§ **Page excerpt**:

= = = = =

We struggle as much as our lawmakers when considering how to attain affordable health care for all Idahoans — particularly the 78,000 left in the gap who make too much money to be considered for Medicaid and too little to access subsidized coverage through the Your Health Idaho exchange.
But there is no need to struggle. Our leaders could take action to accept Medicaid expansion, as 31 other states (even conservative Republican ones) and the District of Columbia have done. These states have decided to tap federal funding under the Affordable Care Act and access an unprecedented level of health care for some of their most vulnerable citizens.
There is resistance in Idaho to accept a new “entitlement” program that, yes, the federal government would subsidize now — but what about the future? What happens if down the road the federal government decides it can no longer fund the program?
This what-if scenario is real — but no more real than the critical need to get health care for Idahoans.
Gov. Butch Otter and the Legislature are studying alternative methods to get some measure of health care to our “gap” citizens. Although the Primary Care Access Program now being considered would establish relationships with a doctor and would cover preventive care, “it would not cover acute or chronic care, hospitalization or prescriptions,” as the Statesman’s Bill Dentzer reported this week.

= = = = =

§ **Data shown**:
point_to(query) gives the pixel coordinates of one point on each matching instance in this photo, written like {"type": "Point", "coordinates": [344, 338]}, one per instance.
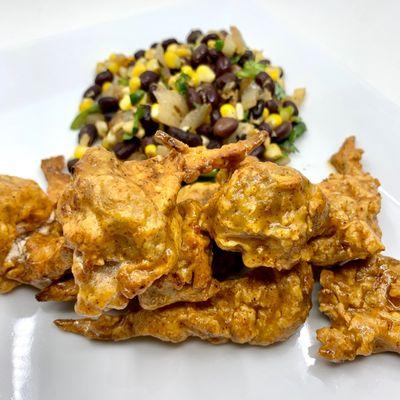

= = = = =

§ **Activity list**:
A. For the Idaho health care editorial, decide whether each statement agrees with the text, answering yes or no and quoting the words that decide it: (i) Thirty-one other states and the District of Columbia have accepted Medicaid expansion. (ii) The Primary Care Access Program would cover hospitalization. (iii) The gap includes 78,000 Idahoans.
B. Return the part of the Idaho health care editorial starting at "We struggle as" and ending at "Health Idaho exchange.".
The lines are separate material from the Idaho health care editorial.

§ **Results by task**:
A.
(i) Yes: "as 31 other states (even conservative Republican ones) and the District of Columbia have done"
(ii) No: "it would not cover acute or chronic care, hospitalization or prescriptions"
(iii) Yes: "the 78,000 left in the gap"

B.
We struggle as much as our lawmakers when considering how to attain affordable health care for all Idahoans — particularly the 78,000 left in the gap who make too much money to be considered for Medicaid and too little to access subsidized coverage through the Your Health Idaho exchange.